## TAREA A REALIZAR
Vuelve a escribir todas las líneas del listado siguiente, sin cambiar ningún carácter.

## LISTADO
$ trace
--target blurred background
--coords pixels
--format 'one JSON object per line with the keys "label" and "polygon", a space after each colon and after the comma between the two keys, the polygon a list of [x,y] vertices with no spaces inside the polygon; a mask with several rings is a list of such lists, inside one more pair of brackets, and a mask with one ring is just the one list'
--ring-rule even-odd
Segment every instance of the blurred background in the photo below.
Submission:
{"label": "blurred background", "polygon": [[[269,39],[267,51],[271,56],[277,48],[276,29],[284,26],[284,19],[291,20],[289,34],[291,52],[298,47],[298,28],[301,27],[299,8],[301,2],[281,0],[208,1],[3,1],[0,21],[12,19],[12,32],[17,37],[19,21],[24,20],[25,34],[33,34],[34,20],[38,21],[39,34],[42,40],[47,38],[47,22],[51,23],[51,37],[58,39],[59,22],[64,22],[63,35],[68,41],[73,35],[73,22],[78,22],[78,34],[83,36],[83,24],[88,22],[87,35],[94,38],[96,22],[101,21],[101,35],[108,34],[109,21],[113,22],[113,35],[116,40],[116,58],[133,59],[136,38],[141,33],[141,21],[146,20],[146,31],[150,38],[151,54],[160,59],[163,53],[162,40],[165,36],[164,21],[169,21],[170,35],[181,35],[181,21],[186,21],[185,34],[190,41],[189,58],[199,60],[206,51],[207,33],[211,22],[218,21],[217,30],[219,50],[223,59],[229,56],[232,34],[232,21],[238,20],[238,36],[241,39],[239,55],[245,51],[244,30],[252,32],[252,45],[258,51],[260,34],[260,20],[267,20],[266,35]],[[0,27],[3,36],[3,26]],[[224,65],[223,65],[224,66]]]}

## EJERCICIO RESUELTO
$ trace
--target blurred background
--coords pixels
--format 'one JSON object per line with the keys "label" and "polygon", a space after each colon and after the comma between the two keys, the polygon a list of [x,y] vertices with no spaces inside the polygon; a mask with several rings is a list of such lists, inside one more pair of brackets, and a mask with one ring is just the one list'
--ring-rule even-odd
Segment every instance of the blurred background in the photo below.
Submission:
{"label": "blurred background", "polygon": [[[269,39],[267,51],[271,56],[277,48],[276,29],[284,26],[284,19],[291,20],[289,34],[291,52],[298,47],[298,28],[301,27],[299,8],[301,2],[281,0],[208,1],[3,1],[0,21],[12,19],[12,32],[17,37],[19,21],[24,20],[25,34],[33,34],[34,20],[38,21],[39,34],[42,40],[47,38],[47,22],[51,23],[51,37],[58,39],[59,22],[64,22],[63,35],[68,41],[73,35],[73,22],[78,22],[78,34],[83,36],[83,24],[88,22],[87,35],[94,38],[96,22],[101,21],[101,35],[108,34],[109,21],[113,22],[113,35],[116,40],[116,58],[133,59],[136,38],[141,33],[141,21],[146,20],[146,31],[150,38],[151,54],[160,59],[163,53],[162,40],[165,36],[164,21],[169,21],[170,35],[181,35],[181,21],[186,21],[185,34],[190,41],[189,58],[199,60],[206,51],[207,33],[211,22],[218,21],[217,30],[219,50],[223,59],[229,56],[232,34],[232,21],[238,20],[238,36],[241,39],[239,55],[245,51],[244,30],[252,32],[252,45],[258,51],[260,34],[260,20],[267,20],[266,35]],[[0,27],[3,36],[3,26]],[[224,65],[223,65],[224,66]]]}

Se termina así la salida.